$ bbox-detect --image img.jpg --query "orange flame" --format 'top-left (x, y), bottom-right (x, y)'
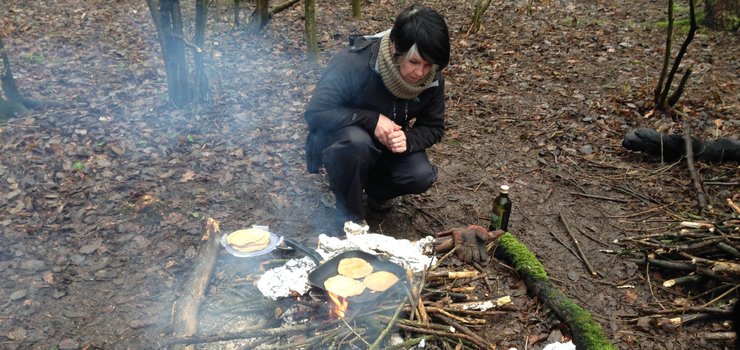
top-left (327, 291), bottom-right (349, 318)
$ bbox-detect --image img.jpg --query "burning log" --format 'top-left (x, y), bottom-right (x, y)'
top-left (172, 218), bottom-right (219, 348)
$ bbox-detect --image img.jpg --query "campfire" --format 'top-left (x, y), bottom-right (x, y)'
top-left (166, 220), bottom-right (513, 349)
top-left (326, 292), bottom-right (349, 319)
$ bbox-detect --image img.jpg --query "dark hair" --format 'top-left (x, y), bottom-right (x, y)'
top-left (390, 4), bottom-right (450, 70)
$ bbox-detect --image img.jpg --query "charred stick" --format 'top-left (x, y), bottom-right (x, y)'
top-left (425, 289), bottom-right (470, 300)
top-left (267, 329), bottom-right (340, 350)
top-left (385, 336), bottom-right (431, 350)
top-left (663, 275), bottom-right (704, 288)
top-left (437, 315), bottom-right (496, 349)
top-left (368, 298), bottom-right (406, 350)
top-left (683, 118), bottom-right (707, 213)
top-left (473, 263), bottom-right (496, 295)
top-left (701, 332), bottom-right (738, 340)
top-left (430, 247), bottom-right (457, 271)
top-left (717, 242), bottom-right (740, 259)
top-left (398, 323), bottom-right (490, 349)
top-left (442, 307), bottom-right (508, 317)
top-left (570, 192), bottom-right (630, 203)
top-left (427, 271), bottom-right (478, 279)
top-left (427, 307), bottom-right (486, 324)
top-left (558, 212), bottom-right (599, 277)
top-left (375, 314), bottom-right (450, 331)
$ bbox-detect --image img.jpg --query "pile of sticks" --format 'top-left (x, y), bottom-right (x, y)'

* * *

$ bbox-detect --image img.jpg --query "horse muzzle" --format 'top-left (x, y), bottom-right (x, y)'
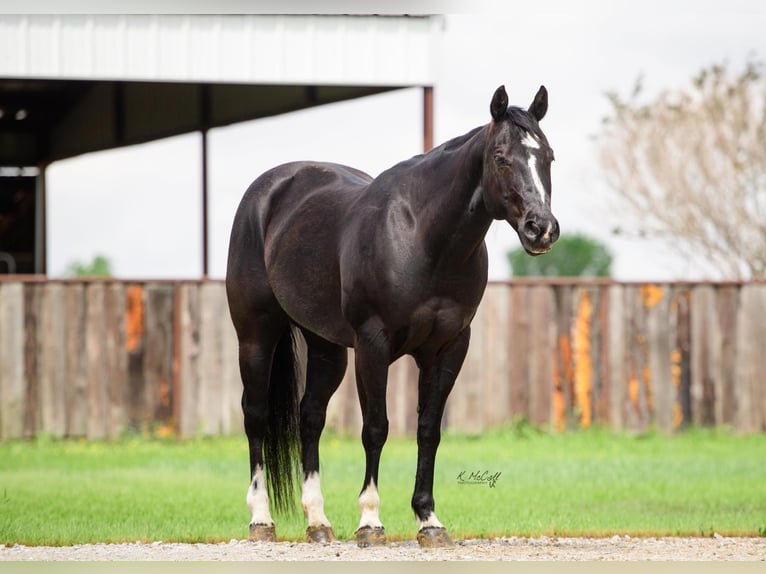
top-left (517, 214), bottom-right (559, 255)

...

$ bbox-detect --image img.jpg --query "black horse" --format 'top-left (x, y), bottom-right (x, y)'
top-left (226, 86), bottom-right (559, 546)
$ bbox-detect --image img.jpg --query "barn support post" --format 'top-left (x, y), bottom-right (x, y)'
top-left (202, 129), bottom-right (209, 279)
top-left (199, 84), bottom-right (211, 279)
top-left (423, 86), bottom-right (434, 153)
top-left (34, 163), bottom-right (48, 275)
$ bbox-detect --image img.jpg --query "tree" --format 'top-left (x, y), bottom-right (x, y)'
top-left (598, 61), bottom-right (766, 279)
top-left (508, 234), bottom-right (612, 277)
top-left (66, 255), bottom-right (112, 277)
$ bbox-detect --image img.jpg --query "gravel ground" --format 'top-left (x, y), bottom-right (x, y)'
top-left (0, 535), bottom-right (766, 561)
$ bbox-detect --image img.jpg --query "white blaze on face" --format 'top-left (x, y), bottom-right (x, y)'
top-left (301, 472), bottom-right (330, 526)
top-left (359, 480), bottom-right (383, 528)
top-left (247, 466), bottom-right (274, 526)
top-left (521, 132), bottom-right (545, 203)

Exercise goal =>
Find each line in the listing above that contains the string "horse" and copy those lines out. Treat uppercase and lowercase as different.

Exercise output =>
$ bbox-detect --image img.jpg --query "horse muzzle" --format 'top-left (x, y), bottom-right (x, y)'
$ bbox-detect --image img.jpg --query "black horse" --format 'top-left (x, y), bottom-right (x, y)'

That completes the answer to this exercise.